Page:

--*--

Black Lives Matter Ontario board member Raquel Sandoval-Gonzalez says while she now lives in Seattle, she is organizing in Ontario because she was born and raised in the town. (The Enterprise/Kezia Setyawan)

ONTARIO – Black Lives Matter Ontario is working with the city on its directional signs to ensure they accurately represent the ethnic groups that make up Ontario.

BLM Ontario members first heard discussion of the city’s ongoing wayfinding system project, which is the decorative signs that guide people throughout a city, including representation of different ethnic groups in Ontario when one of its board of directors, Jennifer Yano, sat in on one of Ontario’s Diversity Advisory Committee meetings. Raquel Sandoval-Gonzalez, who is on the BLM Ontario board, said that her group’s members then brought up their concerns that the groups weren’t being represented appropriately during subsequent conversations with Ontario City Manager Adam Brown.

The Boise design agency Trademark Design and Fabrication was hired by the city to work on the signs, said Brown. Trademark came up with the idea to “celebrate our cultural diversity here” by creating ethnically representative mosaics on some of the signs.

“Essentially, all these different triangles are kind of quilted together to form a really neat pattern that alludes to the history of the community,” said Brown.

The ethnic groups proposed for representation, Sandoval-Gonzalez said, were Mexicans, Native Americans, Basque and Japanese. But BLM Ontario members had an issue with a fifth group that was planned for the project — the “farmer, cowboy mosaic,” which represents “Western frontiersman culture,” said Brown.

“We immediately had some questions for the city manager and the city council,” said Sandoval-Gonzalez. “The cowboy option was the one that we were like, ‘OK, that’s not an ethnic group. That’s a job.’ So we narrowed it down to the four ethnicities that they had selected.”

It is unclear whether the city will keep the cowboy mosaic, but Brown said the discussion “made me think” and the concerns will be addressed once the ethnicity designs are submitted.

Sandoval-Gonzalez said members asked how Trademark came up with the proposed designs for each ethnic group, “and it turned out that they hadn’t really done a whole lot of research or hadn’t really incorporated local organizations in their research.”

“So we proposed to the city manager at our last meeting the different organizations that we could reach out to who might be able to at least, you know, say, ‘Yes, that’s a representative design’ or ‘No, that’s totally not in line with what the heritage or culture of those ethnicities is in this area,’” said Sandoval-Gonzalez.

Sandoval-Gonzalez said Black Lives Matter members suggested the city check the designs with the Hispanic Cultural Center of Idaho in Nampa for the Mexican mosaic, the Burns Paiute and Shoshone tribes for the Native American mosaic, the Ontario Basque Club for the Basque mosaic and the local Japanese American Citizens League for the Japanese mosaic.

However, she said Brown felt it would be best if BLM members reached out to the groups instead since they had been working with some of them, such as the Burns Paiute tribe, previously.

Now, Sandoval-Gonzalez and Yano are working on contacting each organization and getting feedback on the designs proposed by Trademark.

--*--

Dataset extract:

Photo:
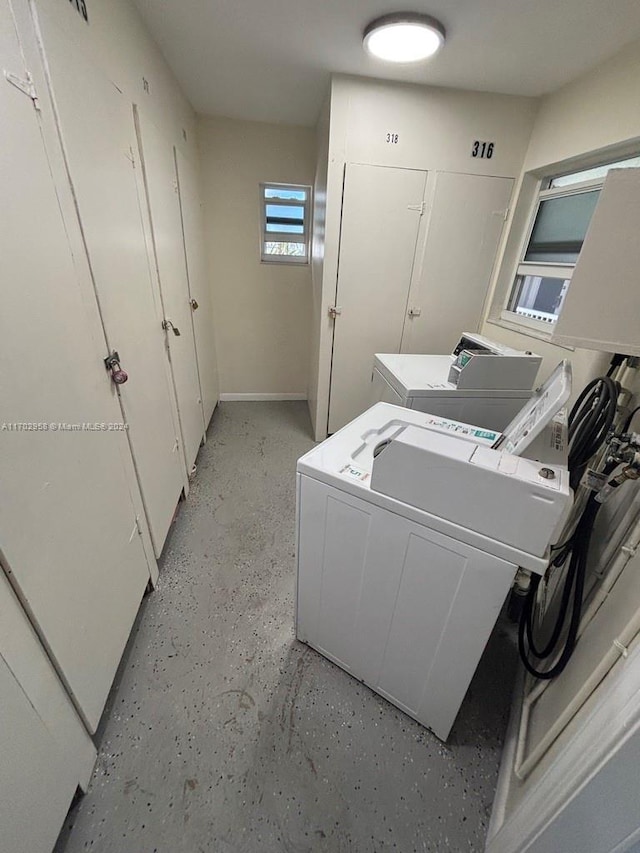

--*--

Set task:
Continue the article about Ontario's wayfinding signs and the mosaics representing the town's ethnic groups, picking up after its final sentence.

Written response:
“And then if they are accurate, we’ll just let the city manager and Trademark know that they’re good to go,” said Sandoval-Gonzalez. “But if they’re not, I think the next step would be to connect [the organization] with Trademark and figure out what it is that would be more representative.”

Brown said when Trademark submitted the mosaic designs, the company sought feedback and were “excited to hear” that they would be getting it “directly from those populations.”

“I’m glad that BLM Ontario stepped up and not just wanted to complain about it, but wanted to actually help and provide some real feedback to it,” said Brown. “I think it’s going to add value.”

But Sandoval-Gonzalez said this project is just the “entry point” for BLM Ontario’s work to satisfy one of its original demands of the city council — to “purposefully seek Black and brown artists to be part of the [the city’s] Beautification section of the strategic plan and require artwork to represent the diversity in our community, including historic diversity.”

The organization’s demands, directed at the Ontario City Council and police department, were posted before the June 4 Ontario protest by organizer Charlie Gonzalez. The protest was one of thousands nationwide due to the killing of George Floyd, a Black man, by a white police officer in Minneapolis in late May.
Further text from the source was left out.